◆ **AIM OF THE TASK**
Reproduce each of the items below verbatim, omitting the pictures from your output.

◆ **MATERIAL TO PROCESS**
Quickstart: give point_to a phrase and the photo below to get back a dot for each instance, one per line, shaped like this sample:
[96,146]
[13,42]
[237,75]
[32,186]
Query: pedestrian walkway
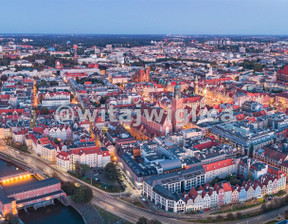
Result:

◆ **FINISHED EXERCISE**
Quickstart: give point_to a phrase and the photo below to get back a dot for each instance, one per line, shaped like this sample:
[96,146]
[13,42]
[237,75]
[32,186]
Query: pedestrian walkway
Result:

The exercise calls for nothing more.